(Goal of the exercise) Print the lines from the first one through the line that contains "35 98 L 53 73", inclusive, reproducing each without any change.

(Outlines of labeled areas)
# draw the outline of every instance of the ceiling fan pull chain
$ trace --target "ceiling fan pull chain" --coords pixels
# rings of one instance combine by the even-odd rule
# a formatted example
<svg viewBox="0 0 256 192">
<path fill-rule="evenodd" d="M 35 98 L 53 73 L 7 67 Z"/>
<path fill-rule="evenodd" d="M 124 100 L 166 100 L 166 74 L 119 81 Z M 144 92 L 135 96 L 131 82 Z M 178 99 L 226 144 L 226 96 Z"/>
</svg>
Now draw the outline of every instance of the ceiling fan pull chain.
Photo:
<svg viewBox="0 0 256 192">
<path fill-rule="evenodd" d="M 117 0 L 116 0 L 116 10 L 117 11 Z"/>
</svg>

(Response)
# draw the outline of every instance of the ceiling fan pull chain
$ trace --target "ceiling fan pull chain" --coords pixels
# rings of one instance combine by the even-odd rule
# a formatted example
<svg viewBox="0 0 256 192">
<path fill-rule="evenodd" d="M 35 98 L 53 73 L 7 67 Z"/>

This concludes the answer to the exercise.